WORK INSTRUCTIONS
Can you pick out every line of the data below that contains the word "monkey" and copy each one? Letter case counts.

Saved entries
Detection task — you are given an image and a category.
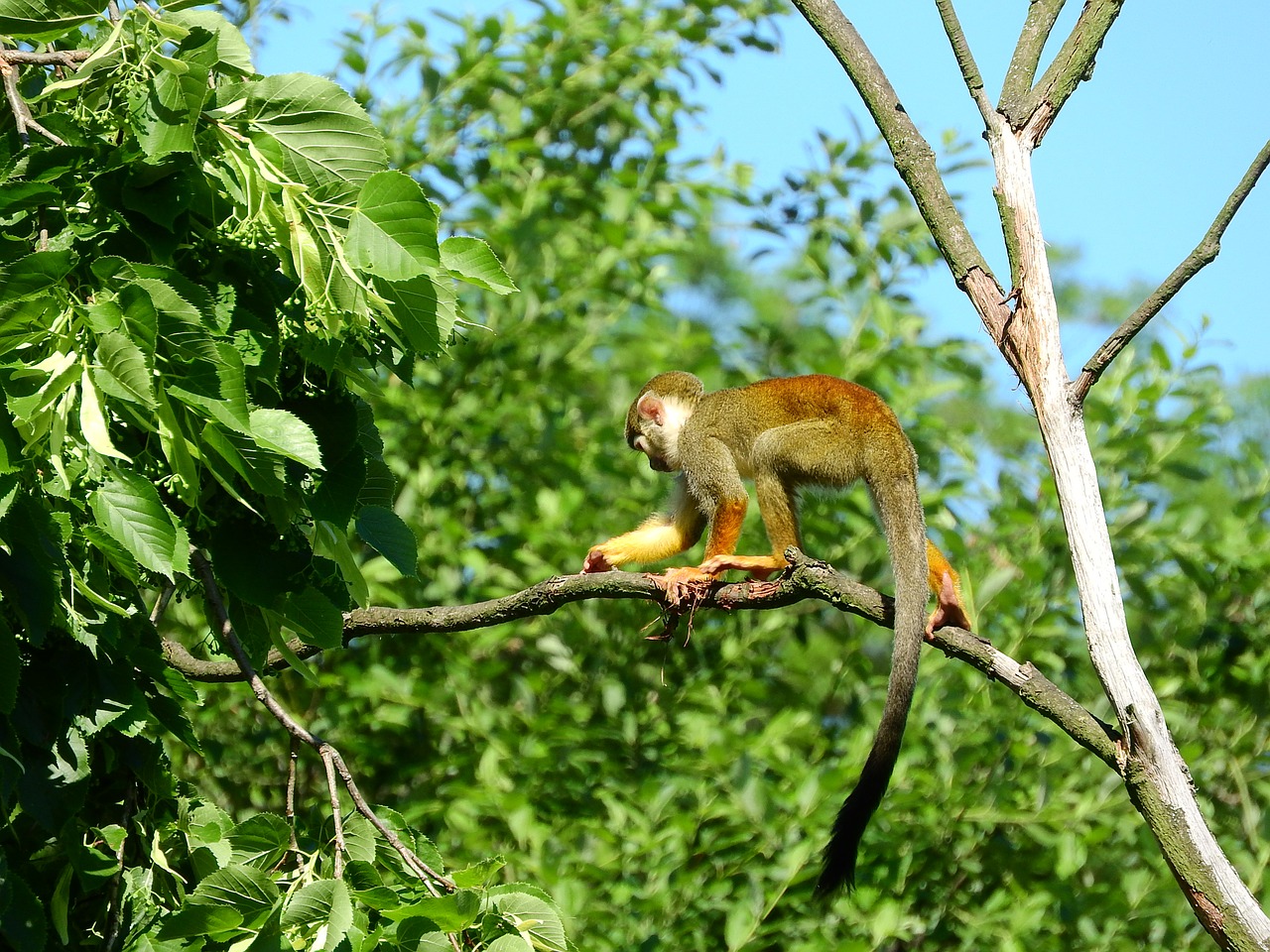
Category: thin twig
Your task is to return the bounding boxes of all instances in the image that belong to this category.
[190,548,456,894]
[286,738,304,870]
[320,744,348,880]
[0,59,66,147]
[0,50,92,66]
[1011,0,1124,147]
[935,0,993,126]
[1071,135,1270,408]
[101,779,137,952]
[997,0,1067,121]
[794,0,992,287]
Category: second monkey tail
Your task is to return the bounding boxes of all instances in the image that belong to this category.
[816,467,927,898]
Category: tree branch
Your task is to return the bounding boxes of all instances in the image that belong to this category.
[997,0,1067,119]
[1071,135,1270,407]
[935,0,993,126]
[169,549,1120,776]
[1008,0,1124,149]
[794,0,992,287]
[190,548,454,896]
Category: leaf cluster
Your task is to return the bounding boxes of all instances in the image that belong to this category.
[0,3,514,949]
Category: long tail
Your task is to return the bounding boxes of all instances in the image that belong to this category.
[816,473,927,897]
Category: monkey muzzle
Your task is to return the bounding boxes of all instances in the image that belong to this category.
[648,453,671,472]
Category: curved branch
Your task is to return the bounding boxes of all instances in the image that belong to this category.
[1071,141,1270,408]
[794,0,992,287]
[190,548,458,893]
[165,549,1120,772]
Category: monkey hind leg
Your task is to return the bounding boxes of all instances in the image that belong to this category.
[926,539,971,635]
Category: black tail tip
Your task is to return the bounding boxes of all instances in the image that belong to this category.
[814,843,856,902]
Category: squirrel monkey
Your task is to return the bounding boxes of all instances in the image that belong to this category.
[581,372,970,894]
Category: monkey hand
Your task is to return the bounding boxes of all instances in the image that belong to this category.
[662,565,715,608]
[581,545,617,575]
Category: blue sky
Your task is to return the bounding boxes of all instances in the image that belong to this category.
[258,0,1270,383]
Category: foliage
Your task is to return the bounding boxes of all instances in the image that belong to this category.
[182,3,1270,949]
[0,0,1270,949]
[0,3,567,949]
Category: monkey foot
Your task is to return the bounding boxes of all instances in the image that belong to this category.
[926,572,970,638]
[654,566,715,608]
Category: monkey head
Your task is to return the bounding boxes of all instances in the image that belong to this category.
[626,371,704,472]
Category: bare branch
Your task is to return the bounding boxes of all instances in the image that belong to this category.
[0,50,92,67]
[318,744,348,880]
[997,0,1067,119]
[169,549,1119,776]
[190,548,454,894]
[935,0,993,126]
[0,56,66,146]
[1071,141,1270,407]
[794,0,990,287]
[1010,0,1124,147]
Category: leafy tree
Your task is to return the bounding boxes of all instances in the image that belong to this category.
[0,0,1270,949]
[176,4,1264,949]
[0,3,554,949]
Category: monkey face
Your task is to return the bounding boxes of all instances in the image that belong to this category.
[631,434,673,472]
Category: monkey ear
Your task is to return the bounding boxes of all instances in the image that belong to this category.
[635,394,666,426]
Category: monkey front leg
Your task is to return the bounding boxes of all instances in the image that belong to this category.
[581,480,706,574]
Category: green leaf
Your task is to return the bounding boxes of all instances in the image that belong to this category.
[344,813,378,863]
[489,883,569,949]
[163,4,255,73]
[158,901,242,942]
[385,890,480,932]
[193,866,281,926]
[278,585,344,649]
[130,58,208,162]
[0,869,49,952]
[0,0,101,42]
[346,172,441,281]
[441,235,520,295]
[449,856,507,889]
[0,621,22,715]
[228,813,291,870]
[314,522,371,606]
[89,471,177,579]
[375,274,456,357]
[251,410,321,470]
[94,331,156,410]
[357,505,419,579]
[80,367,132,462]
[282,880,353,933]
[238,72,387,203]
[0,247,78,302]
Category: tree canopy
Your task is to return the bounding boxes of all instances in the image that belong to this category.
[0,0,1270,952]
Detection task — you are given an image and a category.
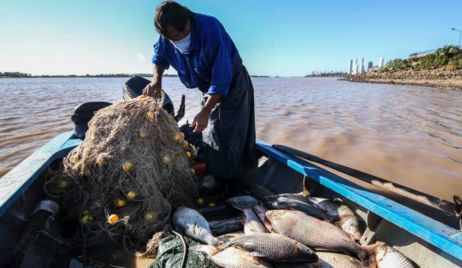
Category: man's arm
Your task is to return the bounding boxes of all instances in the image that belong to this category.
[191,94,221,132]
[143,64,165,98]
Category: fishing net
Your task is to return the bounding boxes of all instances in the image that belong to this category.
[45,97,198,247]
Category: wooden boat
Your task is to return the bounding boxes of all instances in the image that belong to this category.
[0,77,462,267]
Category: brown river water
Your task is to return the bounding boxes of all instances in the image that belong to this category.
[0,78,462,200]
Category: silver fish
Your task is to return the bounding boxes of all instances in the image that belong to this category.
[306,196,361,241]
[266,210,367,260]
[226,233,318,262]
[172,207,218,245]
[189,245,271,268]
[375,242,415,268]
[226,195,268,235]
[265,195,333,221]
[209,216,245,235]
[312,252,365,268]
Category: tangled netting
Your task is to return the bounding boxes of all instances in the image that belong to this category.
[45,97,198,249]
==
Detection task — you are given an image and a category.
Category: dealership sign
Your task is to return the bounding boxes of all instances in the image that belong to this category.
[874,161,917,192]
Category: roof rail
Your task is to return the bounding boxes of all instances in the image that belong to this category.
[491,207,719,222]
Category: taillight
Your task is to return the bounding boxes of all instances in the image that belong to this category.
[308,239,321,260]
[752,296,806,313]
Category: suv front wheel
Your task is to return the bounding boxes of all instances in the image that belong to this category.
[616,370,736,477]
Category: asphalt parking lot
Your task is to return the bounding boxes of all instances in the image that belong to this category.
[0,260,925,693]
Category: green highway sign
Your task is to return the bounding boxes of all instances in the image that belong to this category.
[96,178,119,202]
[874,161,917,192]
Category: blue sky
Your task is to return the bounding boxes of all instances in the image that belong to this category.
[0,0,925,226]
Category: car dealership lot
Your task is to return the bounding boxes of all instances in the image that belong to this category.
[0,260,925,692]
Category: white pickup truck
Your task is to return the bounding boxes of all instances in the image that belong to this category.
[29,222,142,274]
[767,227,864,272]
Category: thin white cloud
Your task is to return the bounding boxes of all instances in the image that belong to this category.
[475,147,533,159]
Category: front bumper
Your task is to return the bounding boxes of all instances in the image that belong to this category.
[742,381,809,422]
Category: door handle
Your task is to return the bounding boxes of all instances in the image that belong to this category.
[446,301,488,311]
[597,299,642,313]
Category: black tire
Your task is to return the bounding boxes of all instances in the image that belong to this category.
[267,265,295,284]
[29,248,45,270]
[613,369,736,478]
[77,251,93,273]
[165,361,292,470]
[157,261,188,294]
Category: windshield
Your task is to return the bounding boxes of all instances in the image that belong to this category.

SOLUTION TO THIS PROBLEM
Category: second monkey tail
Category: monkey muzzle
Category: monkey hind leg
Category: squirrel monkey
Category: monkey hand
Category: monkey foot
Category: monkey head
Category: monkey face
Category: monkey ear
Category: monkey front leg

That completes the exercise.